== Task objective ==
Nothing in the records may be altered, and no picture may be included. Restate them in full.
☆ ☆ ☆ ☆
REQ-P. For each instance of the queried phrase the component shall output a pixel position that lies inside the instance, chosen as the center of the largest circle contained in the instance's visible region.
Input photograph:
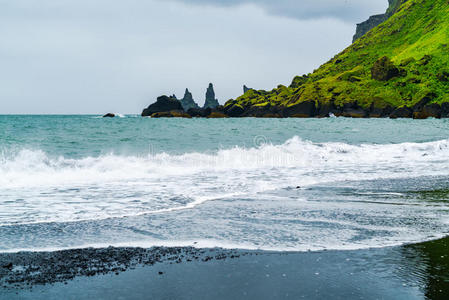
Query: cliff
(397, 69)
(376, 20)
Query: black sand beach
(409, 272)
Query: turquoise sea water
(273, 184)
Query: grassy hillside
(404, 62)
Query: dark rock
(217, 115)
(402, 112)
(384, 69)
(325, 109)
(380, 108)
(355, 113)
(364, 27)
(8, 266)
(210, 102)
(163, 104)
(235, 111)
(197, 112)
(187, 101)
(306, 109)
(376, 20)
(445, 110)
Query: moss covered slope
(402, 63)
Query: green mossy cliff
(398, 69)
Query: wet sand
(410, 272)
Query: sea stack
(163, 104)
(210, 102)
(188, 102)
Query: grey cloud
(84, 56)
(347, 10)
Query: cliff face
(399, 69)
(187, 101)
(376, 20)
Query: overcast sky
(98, 56)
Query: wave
(36, 187)
(28, 168)
(255, 205)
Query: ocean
(266, 184)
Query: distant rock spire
(210, 102)
(187, 101)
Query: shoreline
(24, 274)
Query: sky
(99, 56)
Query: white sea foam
(38, 188)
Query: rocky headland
(396, 68)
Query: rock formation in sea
(162, 105)
(188, 102)
(210, 102)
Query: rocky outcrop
(376, 20)
(210, 102)
(187, 101)
(163, 104)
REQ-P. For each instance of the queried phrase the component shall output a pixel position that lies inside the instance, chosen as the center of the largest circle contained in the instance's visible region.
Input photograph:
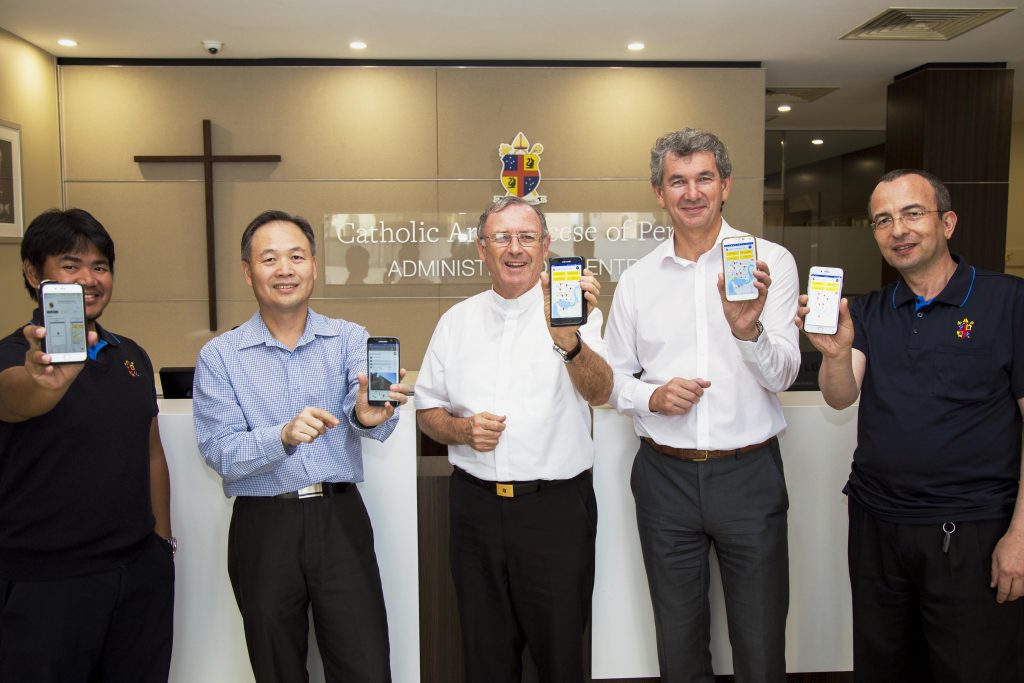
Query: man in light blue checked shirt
(281, 403)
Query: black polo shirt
(939, 427)
(75, 482)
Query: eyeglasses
(908, 218)
(505, 239)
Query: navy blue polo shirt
(939, 427)
(75, 482)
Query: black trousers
(523, 570)
(738, 505)
(112, 627)
(286, 555)
(923, 614)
☆ ☆ ☆ ☆
== Answer box ==
REQ-P. For each instance of the queried phrase the component shall output a pixel position that lies inside the instance, chosen as the center of the largest circle contained in the instance's visible region.
Input photograph:
Query: cliff
(397, 69)
(376, 20)
Query: black sand beach
(409, 272)
Query: turquoise sea water
(273, 184)
Query: grassy hillside
(404, 62)
Query: dark rock
(217, 115)
(402, 112)
(384, 69)
(325, 109)
(380, 108)
(355, 113)
(364, 27)
(8, 266)
(210, 102)
(163, 104)
(235, 111)
(197, 112)
(187, 101)
(306, 109)
(376, 20)
(445, 110)
Query: moss covered slope
(402, 63)
Query: green mossy cliff
(398, 69)
Query: wet sand
(410, 272)
Query: sea stack
(163, 104)
(210, 102)
(188, 102)
Query: grey cloud
(84, 56)
(347, 10)
Query: cliff face
(399, 69)
(187, 101)
(376, 20)
Query: overcast sky
(98, 56)
Query: wave
(36, 187)
(28, 168)
(255, 205)
Query: ocean
(266, 184)
Query: distant rock spire
(210, 102)
(187, 101)
Query: shoreline
(24, 274)
Query: sky
(99, 56)
Query: white sea foam
(38, 188)
Query: rocky headland
(396, 68)
Query: rock formation in sea
(162, 105)
(188, 102)
(210, 102)
Query: rocky outcrop
(376, 20)
(210, 102)
(187, 101)
(163, 104)
REQ-P. For each instance of the queried phrase the component shall output a pixel position that lies inside the instance, chosen as the center of the largest circle contained in the instance's visible region.
Input photograph:
Query: man in light blue checked shirt
(281, 403)
Query: black polo shirt
(939, 427)
(75, 482)
Query: eyeglasses
(908, 218)
(505, 239)
Query: navy blue polo shirt
(939, 427)
(75, 482)
Query: black trousers
(523, 570)
(738, 505)
(112, 627)
(286, 555)
(923, 614)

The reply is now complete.